- [Page extract]:

Waltz For Debby

ARTIST: Don Freidman Trio
Don Friedman (piano)
George Mraz (bass)
Lewis Nash (drums)

Recorded at Avatar Studio, New York on May 28, 2002
Produced by Yasohachi “88” Itoh
Assistant Producer : Kyoko Aikawa
Recording Engineer : David Baker
Assistant Engineers : Peter Doris, Ricardo Fernandez and Hiro Komuro
Mastering Engineer : Koji “C-chan” Suzuki / Sony Music Studios Tokyo
Coordinators : Kiyoko Murata and Akira Tanaka / Sound Wing Limited

Don Friedman has been known for a long time as a musician's musician, praised for his lyrical style and his technical virtuosity. Here on Waltz For Debby he teams with bassist George Mraz and drummer Lewis Nash, to explore the beauty of music. The album is a mixture of his sassy, well-conceived originals and standards.

Friedman's original tunes have the quality of standards and great episodes too. "35 W. 4th Street" is titled after the address of New York University where he teaches piano techniques, improvisation & jazz theory. One day his students did not show up, so he sat in front of the piano and fingered some chords - which gave him an idea for this tune. "Blues in a Hurry" was composed for this very album, with the title having a double meaning. While listing the tunes he wanted to record on this album, Friedman thought blues or fast tunes would make the list complete. So he forced himself to
compose a new tune, just some days before the date. "Flamands" is a name of a beach of St. Barth's, French West Indies. Friedman has visited this beautiful beach on his vacation, and was inspired. "From A to Z" is dedicated to his friend and a wonderful Hungarian guitarist, Attila Zolla (1927 – 1998). They collaborated in the 60's when they were active in the West Coast scene.


  1. 35 W. 4th St.
    This is a Don Friedman original composition. The title comes from the street address of New York University, where Friedman taught jazz in the 60's. Once, a student failed to show up for an appointment and Friedman filled the time by writing this song. The melody leaves a lasting impression. The performance is very up-tempo.

- [Information shown]:
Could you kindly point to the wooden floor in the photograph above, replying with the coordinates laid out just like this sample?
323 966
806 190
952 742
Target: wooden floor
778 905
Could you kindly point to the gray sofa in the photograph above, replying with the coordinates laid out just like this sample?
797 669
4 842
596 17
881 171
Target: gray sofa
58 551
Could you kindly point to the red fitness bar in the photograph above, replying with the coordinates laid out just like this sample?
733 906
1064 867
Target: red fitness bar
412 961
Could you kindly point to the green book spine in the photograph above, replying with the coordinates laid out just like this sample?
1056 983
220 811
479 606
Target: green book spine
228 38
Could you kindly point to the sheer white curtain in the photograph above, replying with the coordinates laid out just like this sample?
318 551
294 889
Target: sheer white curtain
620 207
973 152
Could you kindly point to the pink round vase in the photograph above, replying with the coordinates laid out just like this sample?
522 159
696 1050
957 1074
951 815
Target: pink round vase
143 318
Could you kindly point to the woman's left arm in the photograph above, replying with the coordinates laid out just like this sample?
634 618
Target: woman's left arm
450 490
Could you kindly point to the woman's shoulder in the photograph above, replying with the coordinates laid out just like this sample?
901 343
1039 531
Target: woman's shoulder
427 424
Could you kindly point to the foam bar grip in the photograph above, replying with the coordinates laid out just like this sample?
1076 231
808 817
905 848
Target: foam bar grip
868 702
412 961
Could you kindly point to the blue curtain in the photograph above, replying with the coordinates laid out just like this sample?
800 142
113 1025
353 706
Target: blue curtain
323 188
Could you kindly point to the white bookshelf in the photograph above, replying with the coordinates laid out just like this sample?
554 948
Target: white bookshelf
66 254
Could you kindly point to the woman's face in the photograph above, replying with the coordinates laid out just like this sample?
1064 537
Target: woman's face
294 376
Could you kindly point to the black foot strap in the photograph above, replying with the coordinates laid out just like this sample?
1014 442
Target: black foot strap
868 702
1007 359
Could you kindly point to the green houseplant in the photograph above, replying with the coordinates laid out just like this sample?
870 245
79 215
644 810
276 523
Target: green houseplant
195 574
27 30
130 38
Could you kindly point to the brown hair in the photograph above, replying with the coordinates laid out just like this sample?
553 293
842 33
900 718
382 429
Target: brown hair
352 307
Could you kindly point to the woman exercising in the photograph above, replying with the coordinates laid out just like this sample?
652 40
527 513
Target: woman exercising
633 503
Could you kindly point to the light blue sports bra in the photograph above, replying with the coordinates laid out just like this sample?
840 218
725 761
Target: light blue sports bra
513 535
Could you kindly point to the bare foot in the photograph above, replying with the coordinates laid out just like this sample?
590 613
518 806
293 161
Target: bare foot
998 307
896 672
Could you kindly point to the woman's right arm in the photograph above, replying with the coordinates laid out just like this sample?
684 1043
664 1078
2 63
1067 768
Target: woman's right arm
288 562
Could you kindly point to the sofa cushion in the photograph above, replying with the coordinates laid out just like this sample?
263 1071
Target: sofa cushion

- [Exercise tasks]:
a) Answer these from the album notes:
(i) Where and on what date was the album recorded?
(ii) Which beach is "Flamands" named after?
(iii) To whom is "From A to Z" dedicated?
b) Switch "sofa" to "couch" in the rows, starting at the line that contains "Could you kindly point to the bare" and ending at the last row, and give only those lines again with nothing else changed.
The rows and the album notes are separate material with no link between them.

- [Expected responses]:
a)
(i) At Avatar Studio, New York, on May 28, 2002.
(ii) A beach of St. Barth's, French West Indies.
(iii) Friedman's friend Attila Zolla, a Hungarian guitarist (1927 – 1998).

b)
Could you kindly point to the bare foot in the photograph above, replying with the coordinates laid out just like this sample?
590 613
518 806
293 161
Target: bare foot
998 307
896 672
Could you kindly point to the woman's right arm in the photograph above, replying with the coordinates laid out just like this sample?
684 1043
664 1078
2 63
1067 768
Target: woman's right arm
288 562
Could you kindly point to the couch cushion in the photograph above, replying with the coordinates laid out just like this sample?
263 1071
Target: couch cushion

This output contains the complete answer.